* [The records]:
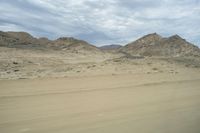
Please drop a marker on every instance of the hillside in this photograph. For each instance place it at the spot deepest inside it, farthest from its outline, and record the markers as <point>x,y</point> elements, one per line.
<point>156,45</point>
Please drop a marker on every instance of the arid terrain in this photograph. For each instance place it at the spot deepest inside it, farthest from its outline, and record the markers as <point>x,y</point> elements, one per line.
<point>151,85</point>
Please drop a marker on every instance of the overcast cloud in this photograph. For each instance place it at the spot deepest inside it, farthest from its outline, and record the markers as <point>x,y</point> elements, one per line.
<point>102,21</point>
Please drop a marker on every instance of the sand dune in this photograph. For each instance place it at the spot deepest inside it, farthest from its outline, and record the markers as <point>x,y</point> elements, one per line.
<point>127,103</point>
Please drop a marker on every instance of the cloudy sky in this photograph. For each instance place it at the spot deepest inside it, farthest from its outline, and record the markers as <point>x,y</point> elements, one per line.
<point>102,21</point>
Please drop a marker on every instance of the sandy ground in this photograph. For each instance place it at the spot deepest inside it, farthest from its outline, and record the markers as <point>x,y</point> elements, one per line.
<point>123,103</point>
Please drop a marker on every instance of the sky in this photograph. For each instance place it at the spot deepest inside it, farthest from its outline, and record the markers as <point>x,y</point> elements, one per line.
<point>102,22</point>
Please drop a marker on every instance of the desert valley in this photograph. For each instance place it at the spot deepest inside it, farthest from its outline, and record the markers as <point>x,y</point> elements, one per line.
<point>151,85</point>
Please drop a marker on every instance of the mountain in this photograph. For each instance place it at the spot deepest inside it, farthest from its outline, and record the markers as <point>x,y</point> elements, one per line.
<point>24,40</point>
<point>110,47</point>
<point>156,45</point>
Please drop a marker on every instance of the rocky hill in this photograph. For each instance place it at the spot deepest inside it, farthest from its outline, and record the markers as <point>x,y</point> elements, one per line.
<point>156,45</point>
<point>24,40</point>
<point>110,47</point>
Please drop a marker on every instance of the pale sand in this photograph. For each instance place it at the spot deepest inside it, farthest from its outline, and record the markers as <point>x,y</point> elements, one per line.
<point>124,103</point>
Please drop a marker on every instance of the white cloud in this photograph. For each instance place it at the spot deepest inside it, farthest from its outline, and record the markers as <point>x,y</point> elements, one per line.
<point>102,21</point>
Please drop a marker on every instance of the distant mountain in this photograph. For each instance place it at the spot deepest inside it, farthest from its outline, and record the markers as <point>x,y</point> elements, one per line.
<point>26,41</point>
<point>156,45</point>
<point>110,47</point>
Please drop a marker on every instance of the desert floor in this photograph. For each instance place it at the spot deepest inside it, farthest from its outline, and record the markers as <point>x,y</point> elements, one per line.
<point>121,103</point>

* [Your instructions]: Please put the lines from the line containing "Please drop a marker on every instance of the white" through the end of the material into a JSON list of strings, one string per line, leaving out blank lines.

* [Task response]:
[
  "Please drop a marker on every instance of the white cloud in this photograph. For each instance place it at the spot deepest inside it, farthest from its outline, and record the markers as <point>x,y</point> elements, one per line.",
  "<point>102,21</point>",
  "Please drop a marker on every instance of the distant mountain in this photograph. For each instance place it at the spot deepest inside it, farthest from its outline, and record the markers as <point>x,y</point> elements, one per line.",
  "<point>26,41</point>",
  "<point>156,45</point>",
  "<point>110,47</point>",
  "Please drop a marker on every instance of the desert floor in this photograph. For each instance place it at the spot deepest inside it, farthest from its outline, and record the markers as <point>x,y</point> elements, one per line.",
  "<point>121,103</point>"
]